_Required work_:
1. In the Daily Chthonicle game manual, list the items given as examples of equipment that has a fixed cost for every separate encounter.
2. Write the next part of the Daily Chthonicle game manual, picking up right after its last sentence.

_Document section_:
══════════

This manual is a work in progress. It's probably very messy at this point, but I have every intention on improving it!

Daily Chthonicle

In "Daily Chthonicle" you control six player characters, the reporters of the Daily Chthonicle newspaper. Your goal is to solve all the mysteries in the town, both supernatural and mundane, and report on them to your readers.

But Daily Chthonicle isn't just a regular supernatural newspaper. The editor (you) and all the reporters are part of a large informal and inofficial network of exorcists, demon hunters and investigators, who all have dedicated their lives to solving the supernatural mysteries and protecting the fragile human society from the horrors of beyond.

So, while eliminating horrors and infestations might not be the work you signed up for, it is without a doubt part of your everyday routine. If it isn't for the gratitude of the town's inhabitants, who prefer their districts without any monsters lurking around the corners, and are willing to express their gratitude in solid currency as well, you will have to deal with all kinds of nasties even just because they usually stand in your way towards the Truth. But worry not. Your reporters are weathered out and tough, many of them capable alchemists and enchanters already, or just about to become such. They are more than ready for the task at hand, but will frequently need assistance, either from their friends and contacts, or professional demon hunter retainers in the town. And, when assistance simply isn't available, there are always spells and powerful artefacts to counter the advantages of your adversary.

The Daily Routine

Twice a day, 2AM and 2PM, your regular daily issue gets printed and your budget is refilled from the wallets of satisfied readers.

This is important because allies and equipment needed to deal with obstacles come for a price. Some items need to be bought each time they are used, some just need ammunition or maintenance. The game makes no distinction between the two, so either it is an ammo clip for your pistol or tommy gun, a can of dog food or a lockpick, equipping it has a fixed cost for every separate encounter.

The only exception to this rule are reporters' personal items, which are always automatically used, for free.

Artefacts have no cost, but they come in limited numbers. Once spent it is spent forever unless you happen to find another of the kind.

The office also has its own inventory. When equipping a reporter, the item will be taken from the office inventory, if available. If not, the item will be purchased if there is sufficient budget available.

The player starts the game with 0$ budget, but the inventory is stocked up with some essential items to make the beginning easier, and using these items early on can make a distinct strategical difference.

The spells are free of charge, however, in order to cast a spell one of the reagents or samples from the laboratory must be used. Only magically initiated reporters - enchanters may use/drink the spells.

══════════

_Stored data_:
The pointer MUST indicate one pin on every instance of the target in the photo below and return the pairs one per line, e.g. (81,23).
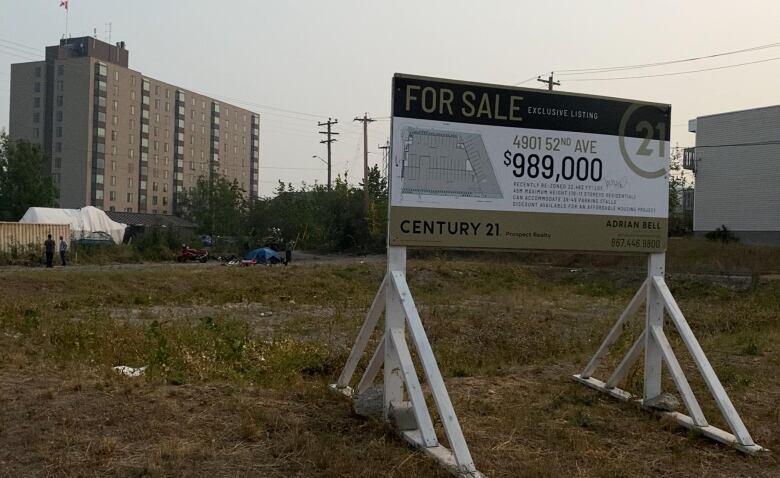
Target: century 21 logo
(647,148)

══════════

_Final answers_:
1.
- An ammo clip for a pistol or tommy gun
- A can of dog food
- A lockpick

2.
To magically initiate a reporter, either send them to Train Magic, have them Read a Tome (if available), or wait for their experience to accumulate until they level up automatically. The reporters gain experience by publishing stories. The more readers their stories have, the more experince will be gained.

For the daily edition, three most promising stories are selected from the bilboard (currently the disused business chart in the main office is used for that purpose). The daily edition is focused on action, phenomena, monster banishing and encounters. Supernatural, horror, action is what your readers want most.

The special edition, however, is a different story. It may only be printed when three most intriguing mysteries of the moment have been solved and supported with evidence. After three cases have been closed, the special edition is issued, which also marks the end of the chapter.

The end of the chapter ends any global or personal events that were active during the chapter. It also ends any quests that remained unsolved. According with the activities of your reporters in separate districts, those districts will also show their gratitude by raising a certain amount of funds for you. Those funds may be spent in the upgrade shop that is accessible via the office phone.

The goal of the game is to solve all the cases and progress through all the chapters to the last one.

The Skirmish Game Rules

The skirmish rules are a little different. They are meant to represent the periods of crisis in the town, those moments when supernatural forces are no longer hidden from the eyes of mainstream public, but entirely out in the open, for example ancient gods walking the streets and personally delivering ruin and chaos.

To reflect that, the player starts the game with a $25000 budget. It is the money raised by the town's inhabitants for you to get rid of their problems. Also instead of with the special edition, which is absent from the skirmish mode, the chapter ends when all required quests are solved. People are less interested in mysteries being solved, and more in monsters being rid of. The daily edition, however, is still being issued to cover the immediate news.

The district funds are not separate from the player's budget in skirmish game. All available upgrades may simply be purchased using the regular budget.

In skirmish game, a district will only offer upgrades when it is currently present on the map and free of any encounters.


To start an investigation, send a reporter to any of the districts present on the map. Once each reporter is assigned, you may accelerate the time by clicking on the clock or the time indicator in the status bar. If any of the reporters encounter anything or anyone, the time will stop and allow you to make any decisions related to the encounter. Any of the following encounters may come up the reporter's way:

- A person.
- A piece of evidence.
- An interesting site.
- A supernatural phenomenon.
- An obstacle.
- An adversary.

Personal Encounters

Encountering a person, the reporter will usualy acquire some kind of statement from them, if they have anything to tell. After that, you may either continue investigating or follow that particular person. While you can follow anyone you want, it is generally more profiting to follow suspicious characters, ie someone you already gained some encriminating intelligence on.

When following a person, your reporter might get intercepted, especially if the suspect is under protection or surveillance by any of the factions present in the town. Thus, it may sometimes be wise to equip the reporter accordingly before following.

Sometimes, the reporter will encounter a distraction while following a suspect, or perhaps it is the suspect themself leading the reporter there to shake them off. It is upon you to decide whether the reporter should investigate the potentially rewarding distraction (a locked door, for example) or stay on the cause instead. Mind however that, sometimes, following the right person will lead you straight to the very crucial piece of evidence, a place that you might otherwise find a lot later and only after having fought through difficult obstacles and monsters!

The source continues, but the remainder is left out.